▶ _PROBLEM SET_:
a. Restate as a bulleted list the paragraph of the text on health worker safety beginning "He said no country, hospital, or clinic", keeping its main facts.
b. Render the following sentence from the text on health worker safety in Spanish: "The Charter called on governments and those running health services at local levels to take five actions to better protect health workers."
c. Write a continuation of the text on health worker safety, beginning after its final sentence.

▶ _PAGE TEXT_:

The World Health Organization, WHO, is calling on governments and health care leaders to address persistent threats to the health and safety of health workers and patients.

The WHO Director-General, Tedros Ghebreyesus, said this at the media briefing in commemoration of the 2020 World Patient Safety Day.

He said no country, hospital, or clinic can keep its patients safe unless it keeps its health workers safe hence the world body released a Charter on Health Workers Safety towards ensuring that they have safe working conditions, training, pay, and the respect they deserve.

The Charter called on governments and those running health services at local levels to take five actions to better protect health workers.

These include steps to protect health workers from violence, to improve their mental health, and to protect them from physical and biological hazards.

Others are to advance national programmes for health worker safety and to connect health worker safety policies to existing patient safety policies.

Ghebreyesus said the Covid-19 pandemic has highlighted the extent to which protecting health workers is key to ensuring a functional health system.

Natural language descriptions of regions

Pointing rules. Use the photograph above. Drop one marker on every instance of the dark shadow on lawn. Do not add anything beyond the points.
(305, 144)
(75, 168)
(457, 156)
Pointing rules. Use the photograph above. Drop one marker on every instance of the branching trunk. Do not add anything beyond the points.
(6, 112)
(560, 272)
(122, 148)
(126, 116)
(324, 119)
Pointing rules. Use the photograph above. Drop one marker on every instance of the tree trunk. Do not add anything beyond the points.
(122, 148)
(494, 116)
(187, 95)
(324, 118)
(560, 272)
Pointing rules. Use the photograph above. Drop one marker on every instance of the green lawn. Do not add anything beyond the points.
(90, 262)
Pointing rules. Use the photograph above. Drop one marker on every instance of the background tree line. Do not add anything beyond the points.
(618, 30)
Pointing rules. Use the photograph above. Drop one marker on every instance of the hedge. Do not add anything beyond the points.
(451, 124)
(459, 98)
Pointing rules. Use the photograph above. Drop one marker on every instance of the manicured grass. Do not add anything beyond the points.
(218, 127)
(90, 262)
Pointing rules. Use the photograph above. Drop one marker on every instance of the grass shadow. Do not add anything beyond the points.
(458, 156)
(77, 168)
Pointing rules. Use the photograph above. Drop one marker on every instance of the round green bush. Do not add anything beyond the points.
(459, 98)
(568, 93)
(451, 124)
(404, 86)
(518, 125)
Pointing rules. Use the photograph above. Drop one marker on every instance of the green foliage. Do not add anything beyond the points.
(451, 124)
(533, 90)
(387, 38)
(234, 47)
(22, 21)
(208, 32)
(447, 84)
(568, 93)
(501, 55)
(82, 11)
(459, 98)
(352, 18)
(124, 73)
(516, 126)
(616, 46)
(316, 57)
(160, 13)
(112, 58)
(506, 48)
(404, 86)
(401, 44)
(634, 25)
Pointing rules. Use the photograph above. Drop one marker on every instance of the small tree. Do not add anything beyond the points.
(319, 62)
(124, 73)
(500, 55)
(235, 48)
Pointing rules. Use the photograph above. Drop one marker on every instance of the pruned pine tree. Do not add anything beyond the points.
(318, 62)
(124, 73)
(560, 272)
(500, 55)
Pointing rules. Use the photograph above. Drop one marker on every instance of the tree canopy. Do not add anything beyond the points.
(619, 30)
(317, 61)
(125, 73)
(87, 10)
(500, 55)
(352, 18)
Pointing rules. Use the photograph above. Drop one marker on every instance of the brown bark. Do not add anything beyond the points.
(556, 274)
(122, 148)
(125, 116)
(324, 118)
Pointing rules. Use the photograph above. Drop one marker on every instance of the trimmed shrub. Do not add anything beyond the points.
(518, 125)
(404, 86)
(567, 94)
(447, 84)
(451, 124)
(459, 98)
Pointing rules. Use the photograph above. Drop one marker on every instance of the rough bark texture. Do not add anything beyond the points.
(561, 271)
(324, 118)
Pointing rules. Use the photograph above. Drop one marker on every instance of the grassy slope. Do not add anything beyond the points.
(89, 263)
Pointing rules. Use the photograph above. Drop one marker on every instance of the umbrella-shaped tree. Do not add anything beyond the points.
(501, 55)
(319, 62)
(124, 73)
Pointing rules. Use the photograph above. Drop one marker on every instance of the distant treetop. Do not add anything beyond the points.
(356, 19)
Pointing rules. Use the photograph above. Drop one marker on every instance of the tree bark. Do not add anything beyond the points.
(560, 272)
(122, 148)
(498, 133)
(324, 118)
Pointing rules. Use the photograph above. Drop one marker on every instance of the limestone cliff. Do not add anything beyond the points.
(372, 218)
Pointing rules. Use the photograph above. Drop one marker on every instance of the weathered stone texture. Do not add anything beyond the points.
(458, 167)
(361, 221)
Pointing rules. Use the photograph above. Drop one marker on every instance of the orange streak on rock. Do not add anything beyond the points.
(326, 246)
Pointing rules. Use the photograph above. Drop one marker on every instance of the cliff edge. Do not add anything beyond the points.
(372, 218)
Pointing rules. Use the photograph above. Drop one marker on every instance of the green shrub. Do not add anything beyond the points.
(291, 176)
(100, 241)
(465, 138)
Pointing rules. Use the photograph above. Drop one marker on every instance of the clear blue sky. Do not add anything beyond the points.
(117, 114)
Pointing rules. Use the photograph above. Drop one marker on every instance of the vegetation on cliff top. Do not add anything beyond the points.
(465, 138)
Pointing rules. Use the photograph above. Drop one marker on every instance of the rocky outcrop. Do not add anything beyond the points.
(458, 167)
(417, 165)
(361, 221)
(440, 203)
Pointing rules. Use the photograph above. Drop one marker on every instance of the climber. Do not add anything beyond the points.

▶ _ANSWERS BY TASK_:
a.
- According to Ghebreyesus, no country, hospital, or clinic can keep its patients safe unless it keeps its health workers safe.
- For this reason, WHO released a Charter on Health Workers Safety.
- The Charter aims to ensure that health workers have safe working conditions, training, pay, and the respect they deserve.

b. La Carta instó a los gobiernos y a quienes dirigen los servicios de salud a nivel local a adoptar cinco medidas para proteger mejor a los trabajadores de la salud.

c.
While health workers represent less than 3% of the population in the large majority of countries and less than 2% in almost all low and middle-income countries, around 14% of Covid-19 cases reported to WHO are among health workers.

In some countries, the proportion can be as high as 35%. Thousands of health workers infected with Covid-19 have lost their lives worldwide.

In addition to physical risks, the Covid-19 pandemic has placed extraordinary levels of psychological stress on health workers exposed to high-demand settings for long hours, living in constant fear of disease exposure while separated from their families and facing social stigmatisation.

It is on record that before the Covid-19 pandemic, medical professionals were already at higher risk of suicide in all parts of the world.